* Parts of the exercise *
[1] From the passage on Go development practices, list the phases of the workflow that it says maps well to Go development, in order.
[2] In the passage on Go development practices, why should steps in the Verify phase not be skipped when the AI seems confident? Answer in one to three sentences.
[3] Continue the passage on Go development practices from the point where it stops.

3. **Full Test Suite**: "Testing" means passing all checks:
   - `go test -race ./...`
   - `go test -coverprofile=coverage.out ./...`
   - `go vet ./...`
   - `golangci-lint run ./...`
   - `staticcheck ./...`
   - `gosec ./...`
   - `gocyclo -over 10 .`
   - `ineffassign ./...`
   - `misspell ./...`
   - `govulncheck ./...`
   - `goreleaser release --snapshot --clean --skip=publish,sign,sbom`

4. **Human Review**: All code requires human review before commit.

5. **Go Report Card**: Maintain 100% on [goreportcard.com](https://goreportcard.com).

Concrete commands. Objective thresholds. Explicit human review requirement.

The Workflow: Vibe Engineering in Practice

The four-phase workflow from Claude Code best practices maps well to Go development:

1. Explore: Use Plan Mode. Read files, understand the codebase structure. Identify existing patterns. No changes yet.

2. Plan: Design the implementation. Which packages need modification? What interfaces change? How will you test edge cases? Write this down before writing code.

3. Implement: Write code with verification at each step. Run go test after every significant change. Let the compiler and linter guide corrections.

4. Verify: Full test suite, linting, security scan, human review. Don’t skip steps because the AI seems confident. AI confidence does not correlate with correctness.

* Extracted data *
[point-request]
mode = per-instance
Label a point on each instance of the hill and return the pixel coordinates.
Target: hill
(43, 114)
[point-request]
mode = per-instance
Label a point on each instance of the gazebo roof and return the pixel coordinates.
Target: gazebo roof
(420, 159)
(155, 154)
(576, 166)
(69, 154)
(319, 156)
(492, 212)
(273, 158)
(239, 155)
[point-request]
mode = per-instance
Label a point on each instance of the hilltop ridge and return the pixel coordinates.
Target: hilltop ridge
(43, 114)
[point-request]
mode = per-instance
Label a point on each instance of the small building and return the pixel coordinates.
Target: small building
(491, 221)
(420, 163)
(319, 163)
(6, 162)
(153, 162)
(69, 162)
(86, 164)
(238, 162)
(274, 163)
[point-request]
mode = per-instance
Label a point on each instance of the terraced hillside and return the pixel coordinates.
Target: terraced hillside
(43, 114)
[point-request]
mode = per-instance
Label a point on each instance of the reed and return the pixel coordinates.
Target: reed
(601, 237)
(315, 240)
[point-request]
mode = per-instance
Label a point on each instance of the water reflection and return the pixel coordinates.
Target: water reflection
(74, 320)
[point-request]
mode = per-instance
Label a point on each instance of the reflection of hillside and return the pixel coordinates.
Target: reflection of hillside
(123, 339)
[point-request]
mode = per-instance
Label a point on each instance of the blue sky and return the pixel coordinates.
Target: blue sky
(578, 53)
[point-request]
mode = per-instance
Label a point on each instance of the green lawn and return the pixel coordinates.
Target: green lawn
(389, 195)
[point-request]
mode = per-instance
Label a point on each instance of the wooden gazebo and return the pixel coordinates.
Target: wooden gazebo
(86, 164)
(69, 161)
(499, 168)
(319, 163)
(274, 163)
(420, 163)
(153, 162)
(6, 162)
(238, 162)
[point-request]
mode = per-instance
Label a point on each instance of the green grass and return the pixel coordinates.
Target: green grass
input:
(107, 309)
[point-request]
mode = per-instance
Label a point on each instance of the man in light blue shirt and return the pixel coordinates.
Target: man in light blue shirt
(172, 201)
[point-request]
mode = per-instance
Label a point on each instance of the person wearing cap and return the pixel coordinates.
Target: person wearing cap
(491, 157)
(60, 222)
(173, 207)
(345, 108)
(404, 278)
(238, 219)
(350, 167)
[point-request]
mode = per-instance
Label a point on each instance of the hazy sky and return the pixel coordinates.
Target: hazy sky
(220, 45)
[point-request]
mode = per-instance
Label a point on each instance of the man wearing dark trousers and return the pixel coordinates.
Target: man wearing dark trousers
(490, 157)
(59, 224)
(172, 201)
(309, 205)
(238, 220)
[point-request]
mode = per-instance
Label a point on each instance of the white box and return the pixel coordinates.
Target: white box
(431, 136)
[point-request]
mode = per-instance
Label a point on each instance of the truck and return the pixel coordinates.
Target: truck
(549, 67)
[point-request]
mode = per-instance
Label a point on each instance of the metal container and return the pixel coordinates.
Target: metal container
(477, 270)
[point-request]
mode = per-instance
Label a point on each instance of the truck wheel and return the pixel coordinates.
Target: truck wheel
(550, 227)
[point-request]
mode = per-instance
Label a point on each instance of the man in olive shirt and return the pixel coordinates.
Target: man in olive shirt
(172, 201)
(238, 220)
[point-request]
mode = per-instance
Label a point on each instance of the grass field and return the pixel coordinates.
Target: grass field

* List of answers *
[1] Explore, Plan, Implement, Verify

[2] The passage says that AI confidence does not correlate with correctness. A confident-seeming AI is therefore no reason to skip the full test suite, linting, security scan, or human review.

[3]
The discipline matters most in phase 4. The AI might generate code that compiles, passes tests, and looks reasonable. The security scanner might still find a vulnerability. The coverage report might reveal an untested error path. The human reviewer might notice a semantic bug the tools missed.

This is what separates vibe coding from vibe engineering.

Constraints Enable Creativity

Vibe coding removes constraints. Production development requires them.

Go’s constraints happen to align well with what AI needs. The type system catches errors before runtime. The idioms are uniform enough that AI output is predictable. The tooling automates verification.

For AI-assisted development: strongly-typed language, fast compilation, uniform idioms, verification stack AI can run, standards in CLAUDE.md.

Go isn’t the only option. Rust has stronger guarantees but slower compilation. TypeScript works for frontend. Go compiles fast, has uniform idioms, and the tooling integrates well.

I trust AI more when the compiler and tests can call it out. Go’s tooling does that well.


References

Note: This blog is a collection of personal notes. Making them public encourages me to think beyond the limited scope of the current problem I'm trying to solve or concept I'm implementing, and hopefully provides something useful to my team and others.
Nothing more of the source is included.